-- ENTRIES start --

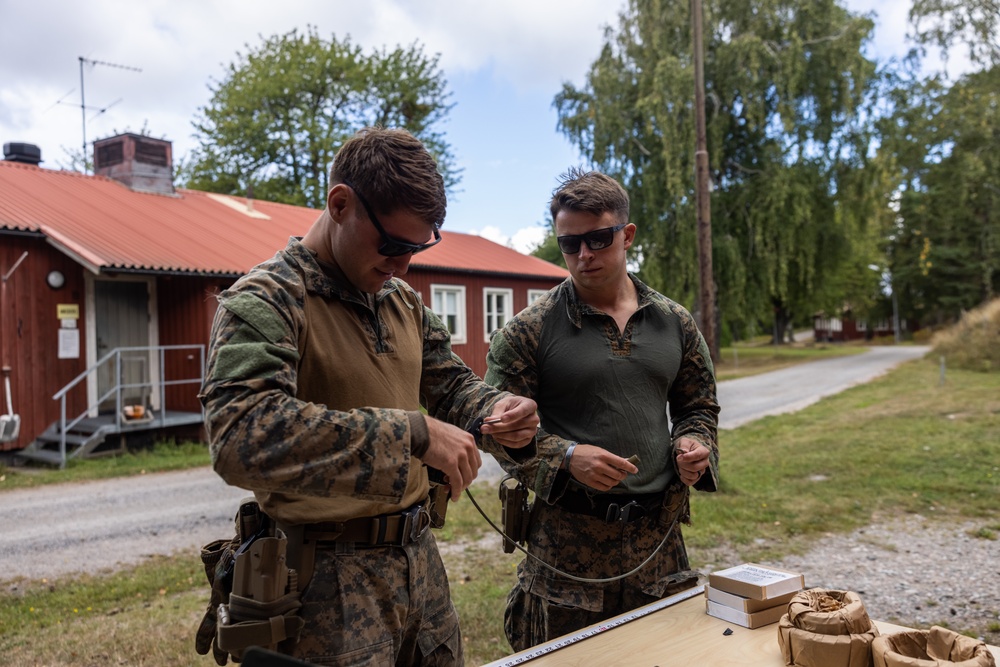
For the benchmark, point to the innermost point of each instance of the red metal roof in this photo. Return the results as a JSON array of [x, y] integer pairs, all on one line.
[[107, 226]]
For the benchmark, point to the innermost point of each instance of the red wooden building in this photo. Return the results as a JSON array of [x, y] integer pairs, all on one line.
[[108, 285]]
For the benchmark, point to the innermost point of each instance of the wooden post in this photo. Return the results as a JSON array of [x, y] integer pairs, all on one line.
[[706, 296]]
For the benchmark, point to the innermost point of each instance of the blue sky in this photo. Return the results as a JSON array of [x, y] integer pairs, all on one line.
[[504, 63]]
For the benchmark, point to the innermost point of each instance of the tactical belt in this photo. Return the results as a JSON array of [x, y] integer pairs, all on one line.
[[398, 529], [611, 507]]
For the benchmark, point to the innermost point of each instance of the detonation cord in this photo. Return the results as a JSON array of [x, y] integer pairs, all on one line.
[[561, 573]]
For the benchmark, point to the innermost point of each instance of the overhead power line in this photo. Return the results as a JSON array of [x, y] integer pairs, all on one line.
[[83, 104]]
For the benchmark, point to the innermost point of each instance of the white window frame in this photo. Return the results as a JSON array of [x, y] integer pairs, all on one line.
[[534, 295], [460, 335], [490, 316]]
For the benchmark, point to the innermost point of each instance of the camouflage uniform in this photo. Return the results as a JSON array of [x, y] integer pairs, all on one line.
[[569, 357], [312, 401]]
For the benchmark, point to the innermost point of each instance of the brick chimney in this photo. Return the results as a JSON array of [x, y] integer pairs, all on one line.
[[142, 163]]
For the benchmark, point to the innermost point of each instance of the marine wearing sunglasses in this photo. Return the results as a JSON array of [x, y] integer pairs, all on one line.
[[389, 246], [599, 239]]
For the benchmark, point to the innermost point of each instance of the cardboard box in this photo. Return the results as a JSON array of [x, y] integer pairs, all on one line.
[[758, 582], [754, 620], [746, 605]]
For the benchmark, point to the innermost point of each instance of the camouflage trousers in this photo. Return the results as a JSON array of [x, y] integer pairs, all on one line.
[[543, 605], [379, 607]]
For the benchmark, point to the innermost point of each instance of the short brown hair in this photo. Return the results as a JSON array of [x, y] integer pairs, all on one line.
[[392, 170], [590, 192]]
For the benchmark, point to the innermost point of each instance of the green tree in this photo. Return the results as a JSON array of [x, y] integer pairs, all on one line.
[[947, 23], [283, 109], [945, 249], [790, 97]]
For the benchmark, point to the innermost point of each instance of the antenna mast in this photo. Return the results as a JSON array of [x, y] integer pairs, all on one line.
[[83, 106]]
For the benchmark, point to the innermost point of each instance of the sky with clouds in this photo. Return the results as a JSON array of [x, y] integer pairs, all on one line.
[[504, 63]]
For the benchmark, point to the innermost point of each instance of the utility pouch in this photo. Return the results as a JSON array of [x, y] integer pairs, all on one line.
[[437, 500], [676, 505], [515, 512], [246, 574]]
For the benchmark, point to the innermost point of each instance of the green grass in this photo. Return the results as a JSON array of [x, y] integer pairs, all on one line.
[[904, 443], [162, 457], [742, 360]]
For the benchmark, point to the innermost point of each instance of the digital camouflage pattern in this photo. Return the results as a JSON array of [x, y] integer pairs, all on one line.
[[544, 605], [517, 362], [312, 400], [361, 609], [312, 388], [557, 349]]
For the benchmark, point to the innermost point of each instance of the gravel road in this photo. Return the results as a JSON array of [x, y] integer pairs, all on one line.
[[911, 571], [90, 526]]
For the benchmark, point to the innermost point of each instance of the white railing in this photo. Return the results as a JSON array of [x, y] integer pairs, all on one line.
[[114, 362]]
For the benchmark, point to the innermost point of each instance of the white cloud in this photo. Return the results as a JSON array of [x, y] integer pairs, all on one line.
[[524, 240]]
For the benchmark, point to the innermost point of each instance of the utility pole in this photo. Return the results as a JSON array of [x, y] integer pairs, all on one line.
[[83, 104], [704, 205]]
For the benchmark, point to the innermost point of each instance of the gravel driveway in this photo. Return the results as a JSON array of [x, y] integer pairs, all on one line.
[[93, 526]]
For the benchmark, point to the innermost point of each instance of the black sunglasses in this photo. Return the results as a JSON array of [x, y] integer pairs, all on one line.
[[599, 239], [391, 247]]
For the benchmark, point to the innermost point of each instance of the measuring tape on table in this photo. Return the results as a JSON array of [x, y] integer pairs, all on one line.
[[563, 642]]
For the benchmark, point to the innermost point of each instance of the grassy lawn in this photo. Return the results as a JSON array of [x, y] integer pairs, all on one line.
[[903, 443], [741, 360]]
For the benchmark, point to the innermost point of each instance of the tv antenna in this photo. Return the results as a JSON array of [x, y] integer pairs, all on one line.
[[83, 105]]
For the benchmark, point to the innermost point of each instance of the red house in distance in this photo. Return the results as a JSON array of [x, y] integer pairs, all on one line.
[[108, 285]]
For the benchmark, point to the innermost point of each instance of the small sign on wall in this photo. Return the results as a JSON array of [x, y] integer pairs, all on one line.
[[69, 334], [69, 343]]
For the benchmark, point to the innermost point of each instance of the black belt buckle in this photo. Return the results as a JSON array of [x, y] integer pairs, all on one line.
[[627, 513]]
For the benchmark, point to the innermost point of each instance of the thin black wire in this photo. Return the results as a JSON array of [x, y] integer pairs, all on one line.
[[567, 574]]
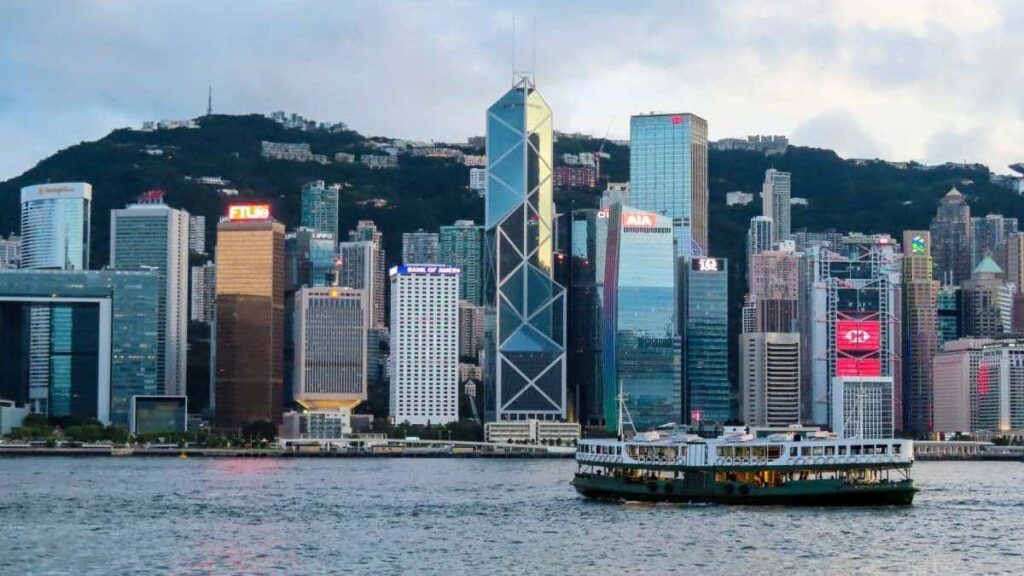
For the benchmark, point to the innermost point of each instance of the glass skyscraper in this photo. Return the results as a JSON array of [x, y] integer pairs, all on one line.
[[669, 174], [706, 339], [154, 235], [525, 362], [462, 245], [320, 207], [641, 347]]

-- ENTRIES end --

WORK TO BE COMPLETED: Write out again every row from the one containing "the black belt" through the end of the rows, inclusive, keeping the requests and adding 70 to each x and y coordinate in the answers. Leave the pictures out.

FULL SOLUTION:
For the benchmark, point to the innermost point of each instance of the black belt buckle in this photo. Return the results as a JSON array of [x, y] integer pairs, all on one line.
[[697, 583]]
For the benchmark, point to the innermost point of each instance of the thin black wire in this photo. Return the results as a JSON array of [x, y] integer pairs, all on one line.
[[637, 644]]
For the benchmark, point to the innermost point of each instance of the glass skyscraper in this photo. Return the results as a JSON array of [x, y] integer pairs, all on one line.
[[739, 244], [776, 409], [224, 305], [595, 432], [532, 315], [390, 277], [711, 417]]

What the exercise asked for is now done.